Please state how many nominations "Emilia Pérez" will have at the 97th Academy Awards, according to the ethics post about the Hollywood controversy.

__Provided text__.

────────────────────────────────────────

Ethics Observations on a Hollywood Controversy I Could Not Possibly Care Less About

This story gets a Kaufman, the Ethics Alarms label for a topic that rates George S. Kaufman’s famous assessment of his interest in Fifties crooner Eddie Fisher’s difficulties finding younger women to date. (Eddie, you may recall, was the husband Elizabeth Taylor divorced to hook up with Richard Burton, and who earlier, with Debbie Reynolds, fathered Carrie Fisher.) Kaufman said, when posed with Fisher’s dilemma on a TV panel show,

“Mr. Fisher, on Mount Wilson there is a telescope that can magnify the most distant stars to twenty-four times the magnification of any previous telescope. This remarkable instrument was unsurpassed in the world of astronomy until the development and construction of the Mount Palomar telescope. The Mount Palomar telescope is an even more remarkable instrument of magnification. Owing to advances and improvements in optical technology, it is capable of magnifying the stars to four times the magnification and resolution of the Mount Wilson telescope. Mr. Fisher, if you could somehow put the Mount Wilson telescope inside the Mount Palomar telescope, you still wouldn’t be able to see my interest in your problem.”

And yet there have been dozens of news stories and social media posts about the current story, and I feel compelled to comment.

Emilia Pérez” is a 2024 Spanish-language “French musical crime comedy” about a Mexican cartel leader who enlists a lawyer to help her disappear so that she may transition into a woman. [Comment: Well, other movies with insane premises have managed to be good…] At the 97th Academy Awards, “Emilia Pérez” will have 13 nominations, including Best Picture. Karla Sophia Gascón, who plays the cartel leader, is the first openly trans woman to be nominated as Best Actress.

Comment: Do I think for a second that a Spanish language musical with this score (I have heard the music. Meh.) would be nominated for anything if it were not a pro-trans propaganda piece ? I do not. Do I think the Academy would have nominated Gascón if she were not “historic”? No. I haven’t seen the film: maybe she’s terrific. But every year there are plenty of terrific acting performances that don’t receive nominations, and one that is in a Spanish language film with subtitles that is never going to get much box office in the U.S. would not have a chance without the gimmick of the actress being a former guy. This is Hollywood embracing DEI.

────────────────────────────────────────

__Data__.
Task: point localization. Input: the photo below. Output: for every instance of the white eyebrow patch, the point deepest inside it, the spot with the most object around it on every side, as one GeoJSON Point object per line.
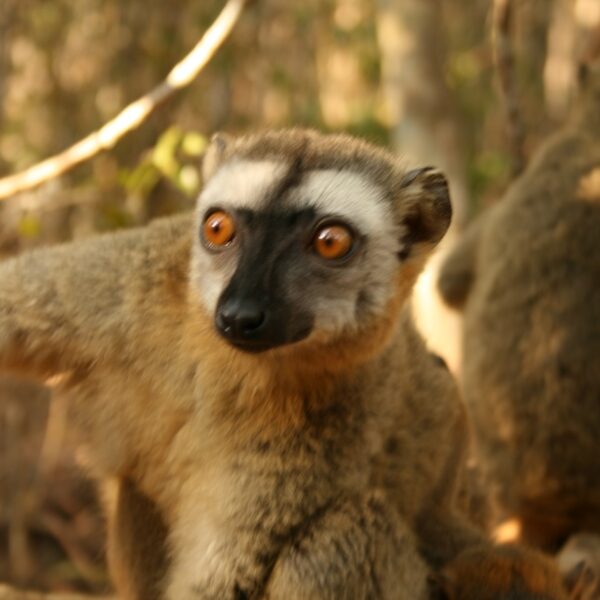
{"type": "Point", "coordinates": [347, 194]}
{"type": "Point", "coordinates": [242, 183]}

────────────────────────────────────────

__In response__. 13 nominations, including Best Picture.